Skip to content

Testing

Core server tests live in tappass/tests/. SDK tests live in tappass-sdk/tests/. Same philosophy across both.

Integration tests with real dependencies beat mocked unit tests for anything on the request path.

We were burned once by mocks — the tests passed, prod broke. Rule since then: if your change touches Postgres, an external API, or the pipeline, there must be an integration test that hits a real Postgres or a recorded/fake HTTP layer. See this feedback memory for the incident.

LayerToolRuns againstWhen to write
UnitpytestPure Python, no I/ODomain logic, helpers, pure functions
Integrationpytest + real Postgres + httpx.MockTransport for upstreamsReal DB, fake HTTPAPI routes, pipeline, vault, audit
Contractpytest + recorded upstream responsesReal provider APIs (periodic, not on every PR)Provider client changes
E2EPlaywrightFull server + frontend in stagingRelease candidate smoke

Everything in CI runs unit + integration on every PR. Contract and E2E run nightly against staging.

Terminal window
# All (from tappass/ repo root)
pytest
# Fast subset (unit only, no DB)
pytest -m "not integration"
# Single file
pytest tests/unit/pipeline/steps/test_detect_pii.py
# With pdb on failure
pytest -x --pdb
# With coverage
pytest --cov=src/tappass --cov-report=term-missing
# Show the slowest 20 tests
pytest --durations=20

The test suite spins one up per session via testcontainers:

tests/conftest.py
@pytest.fixture(scope="session")

STATED GOAL:
Reproduce the testing page above word for word, from start to finish.

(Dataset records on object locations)
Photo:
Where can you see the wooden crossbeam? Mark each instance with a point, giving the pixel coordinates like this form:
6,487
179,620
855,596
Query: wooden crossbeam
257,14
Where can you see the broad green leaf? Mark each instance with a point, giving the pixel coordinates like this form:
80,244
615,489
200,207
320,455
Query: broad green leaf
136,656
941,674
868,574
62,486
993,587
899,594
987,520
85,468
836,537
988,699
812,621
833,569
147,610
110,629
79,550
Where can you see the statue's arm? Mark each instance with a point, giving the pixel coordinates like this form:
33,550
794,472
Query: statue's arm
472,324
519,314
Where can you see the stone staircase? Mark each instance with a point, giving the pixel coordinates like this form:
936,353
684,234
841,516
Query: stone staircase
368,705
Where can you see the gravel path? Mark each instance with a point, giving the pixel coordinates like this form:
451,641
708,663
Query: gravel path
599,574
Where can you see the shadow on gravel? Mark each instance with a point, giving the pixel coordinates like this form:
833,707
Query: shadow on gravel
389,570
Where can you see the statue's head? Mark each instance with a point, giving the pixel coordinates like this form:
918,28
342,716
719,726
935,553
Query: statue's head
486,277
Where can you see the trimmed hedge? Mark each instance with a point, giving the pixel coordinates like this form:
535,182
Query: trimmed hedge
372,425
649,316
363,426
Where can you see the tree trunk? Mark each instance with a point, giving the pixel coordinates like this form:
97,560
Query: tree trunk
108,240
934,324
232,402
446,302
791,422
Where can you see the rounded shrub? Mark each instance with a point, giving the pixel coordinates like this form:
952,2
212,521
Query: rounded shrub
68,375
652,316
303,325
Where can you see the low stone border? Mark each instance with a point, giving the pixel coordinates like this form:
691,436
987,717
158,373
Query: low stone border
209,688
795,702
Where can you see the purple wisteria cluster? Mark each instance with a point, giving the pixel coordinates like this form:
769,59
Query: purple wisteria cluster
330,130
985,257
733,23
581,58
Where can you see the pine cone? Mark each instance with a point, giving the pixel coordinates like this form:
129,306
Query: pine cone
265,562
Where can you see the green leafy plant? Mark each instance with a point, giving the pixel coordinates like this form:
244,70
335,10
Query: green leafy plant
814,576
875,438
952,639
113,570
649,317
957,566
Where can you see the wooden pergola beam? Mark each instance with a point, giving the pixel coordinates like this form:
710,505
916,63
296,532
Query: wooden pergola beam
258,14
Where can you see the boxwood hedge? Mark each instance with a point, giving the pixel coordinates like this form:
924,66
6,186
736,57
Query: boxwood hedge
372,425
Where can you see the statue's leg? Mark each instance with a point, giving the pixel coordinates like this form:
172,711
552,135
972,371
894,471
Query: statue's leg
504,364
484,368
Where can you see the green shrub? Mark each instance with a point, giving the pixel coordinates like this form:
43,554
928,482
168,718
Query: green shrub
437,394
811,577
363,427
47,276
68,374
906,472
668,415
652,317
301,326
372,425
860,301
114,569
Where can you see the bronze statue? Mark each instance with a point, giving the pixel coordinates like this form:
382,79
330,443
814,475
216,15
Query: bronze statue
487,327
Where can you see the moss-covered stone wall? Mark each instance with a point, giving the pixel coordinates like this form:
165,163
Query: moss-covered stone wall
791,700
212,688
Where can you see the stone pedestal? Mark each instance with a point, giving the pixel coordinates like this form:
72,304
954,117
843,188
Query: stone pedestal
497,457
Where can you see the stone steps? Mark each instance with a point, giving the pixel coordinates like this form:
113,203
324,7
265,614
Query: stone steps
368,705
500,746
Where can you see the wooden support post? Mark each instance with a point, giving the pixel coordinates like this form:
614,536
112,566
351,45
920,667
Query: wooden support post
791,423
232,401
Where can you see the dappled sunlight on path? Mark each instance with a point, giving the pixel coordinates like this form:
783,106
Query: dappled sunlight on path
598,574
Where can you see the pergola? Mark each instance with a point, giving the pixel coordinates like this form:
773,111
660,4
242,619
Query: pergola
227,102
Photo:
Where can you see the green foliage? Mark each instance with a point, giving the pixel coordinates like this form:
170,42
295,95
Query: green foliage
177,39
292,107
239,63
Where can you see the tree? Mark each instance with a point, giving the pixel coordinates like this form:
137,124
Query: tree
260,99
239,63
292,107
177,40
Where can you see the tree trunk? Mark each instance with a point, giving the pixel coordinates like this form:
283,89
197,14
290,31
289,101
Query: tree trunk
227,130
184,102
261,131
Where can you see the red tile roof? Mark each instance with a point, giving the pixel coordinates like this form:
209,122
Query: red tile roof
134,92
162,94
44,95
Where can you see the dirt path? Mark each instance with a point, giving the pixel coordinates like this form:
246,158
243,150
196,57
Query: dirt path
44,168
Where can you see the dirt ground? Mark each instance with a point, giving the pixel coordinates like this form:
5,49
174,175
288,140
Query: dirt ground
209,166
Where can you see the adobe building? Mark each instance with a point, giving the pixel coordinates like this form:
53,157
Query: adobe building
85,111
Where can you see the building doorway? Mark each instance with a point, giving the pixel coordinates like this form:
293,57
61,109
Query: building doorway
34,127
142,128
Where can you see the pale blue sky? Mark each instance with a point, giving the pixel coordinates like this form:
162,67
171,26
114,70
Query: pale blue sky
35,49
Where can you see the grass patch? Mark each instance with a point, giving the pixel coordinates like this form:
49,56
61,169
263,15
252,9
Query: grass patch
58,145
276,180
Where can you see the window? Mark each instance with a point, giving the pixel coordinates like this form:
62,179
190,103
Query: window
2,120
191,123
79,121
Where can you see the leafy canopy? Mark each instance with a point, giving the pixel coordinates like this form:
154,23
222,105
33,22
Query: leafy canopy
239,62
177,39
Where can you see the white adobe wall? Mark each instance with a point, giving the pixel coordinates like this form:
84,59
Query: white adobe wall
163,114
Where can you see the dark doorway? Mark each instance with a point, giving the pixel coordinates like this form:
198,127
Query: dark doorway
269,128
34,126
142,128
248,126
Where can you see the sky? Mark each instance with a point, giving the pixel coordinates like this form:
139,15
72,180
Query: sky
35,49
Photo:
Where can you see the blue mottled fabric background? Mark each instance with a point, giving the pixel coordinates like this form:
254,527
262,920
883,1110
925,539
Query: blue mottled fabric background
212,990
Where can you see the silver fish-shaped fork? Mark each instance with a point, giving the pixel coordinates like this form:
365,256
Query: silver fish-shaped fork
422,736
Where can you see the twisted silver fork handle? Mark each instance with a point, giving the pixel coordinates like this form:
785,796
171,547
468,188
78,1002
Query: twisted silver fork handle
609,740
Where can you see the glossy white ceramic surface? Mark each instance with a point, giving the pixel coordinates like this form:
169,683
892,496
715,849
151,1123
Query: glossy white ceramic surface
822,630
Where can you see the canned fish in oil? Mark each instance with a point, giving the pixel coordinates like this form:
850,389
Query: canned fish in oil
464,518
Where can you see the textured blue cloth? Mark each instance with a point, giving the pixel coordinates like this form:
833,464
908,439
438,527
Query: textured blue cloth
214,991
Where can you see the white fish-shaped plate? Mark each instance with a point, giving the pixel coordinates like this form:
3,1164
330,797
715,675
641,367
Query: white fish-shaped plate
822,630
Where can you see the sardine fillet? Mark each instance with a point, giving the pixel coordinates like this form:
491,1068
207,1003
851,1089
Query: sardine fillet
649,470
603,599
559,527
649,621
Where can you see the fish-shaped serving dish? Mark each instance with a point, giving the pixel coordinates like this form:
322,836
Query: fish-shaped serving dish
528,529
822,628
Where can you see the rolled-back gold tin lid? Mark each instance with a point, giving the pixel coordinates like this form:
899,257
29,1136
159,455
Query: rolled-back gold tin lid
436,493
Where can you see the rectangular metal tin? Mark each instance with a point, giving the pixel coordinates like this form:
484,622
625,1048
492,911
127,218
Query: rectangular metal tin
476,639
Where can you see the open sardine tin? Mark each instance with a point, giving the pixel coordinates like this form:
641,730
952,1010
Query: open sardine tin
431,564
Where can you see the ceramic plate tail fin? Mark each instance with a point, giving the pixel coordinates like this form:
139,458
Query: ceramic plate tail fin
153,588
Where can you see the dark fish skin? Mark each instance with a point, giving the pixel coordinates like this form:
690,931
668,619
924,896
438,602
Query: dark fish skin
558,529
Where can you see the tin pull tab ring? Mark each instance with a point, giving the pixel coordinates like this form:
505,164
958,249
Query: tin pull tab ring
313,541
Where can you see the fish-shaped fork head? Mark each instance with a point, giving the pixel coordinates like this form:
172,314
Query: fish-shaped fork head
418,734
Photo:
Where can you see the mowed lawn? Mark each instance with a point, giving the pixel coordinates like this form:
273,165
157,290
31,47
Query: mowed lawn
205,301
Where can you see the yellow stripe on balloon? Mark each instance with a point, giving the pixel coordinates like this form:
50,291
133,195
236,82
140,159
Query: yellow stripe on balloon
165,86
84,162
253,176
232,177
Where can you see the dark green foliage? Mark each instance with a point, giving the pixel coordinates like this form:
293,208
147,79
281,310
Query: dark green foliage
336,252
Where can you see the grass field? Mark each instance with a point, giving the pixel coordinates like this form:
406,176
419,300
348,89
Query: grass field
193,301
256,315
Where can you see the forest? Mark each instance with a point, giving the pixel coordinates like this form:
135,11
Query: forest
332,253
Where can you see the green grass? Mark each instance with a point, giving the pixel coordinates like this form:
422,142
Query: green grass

COMPLETE ANSWER:
Skip to content

Testing

Core server tests live in tappass/tests/. SDK tests live in tappass-sdk/tests/. Same philosophy across both.

Integration tests with real dependencies beat mocked unit tests for anything on the request path.

We were burned once by mocks — the tests passed, prod broke. Rule since then: if your change touches Postgres, an external API, or the pipeline, there must be an integration test that hits a real Postgres or a recorded/fake HTTP layer. See this feedback memory for the incident.

LayerToolRuns againstWhen to write
UnitpytestPure Python, no I/ODomain logic, helpers, pure functions
Integrationpytest + real Postgres + httpx.MockTransport for upstreamsReal DB, fake HTTPAPI routes, pipeline, vault, audit
Contractpytest + recorded upstream responsesReal provider APIs (periodic, not on every PR)Provider client changes
E2EPlaywrightFull server + frontend in stagingRelease candidate smoke

Everything in CI runs unit + integration on every PR. Contract and E2E run nightly against staging.

Terminal window
# All (from tappass/ repo root)
pytest
# Fast subset (unit only, no DB)
pytest -m "not integration"
# Single file
pytest tests/unit/pipeline/steps/test_detect_pii.py
# With pdb on failure
pytest -x --pdb
# With coverage
pytest --cov=src/tappass --cov-report=term-missing
# Show the slowest 20 tests
pytest --durations=20

The test suite spins one up per session via testcontainers:

tests/conftest.py
@pytest.fixture(scope="session")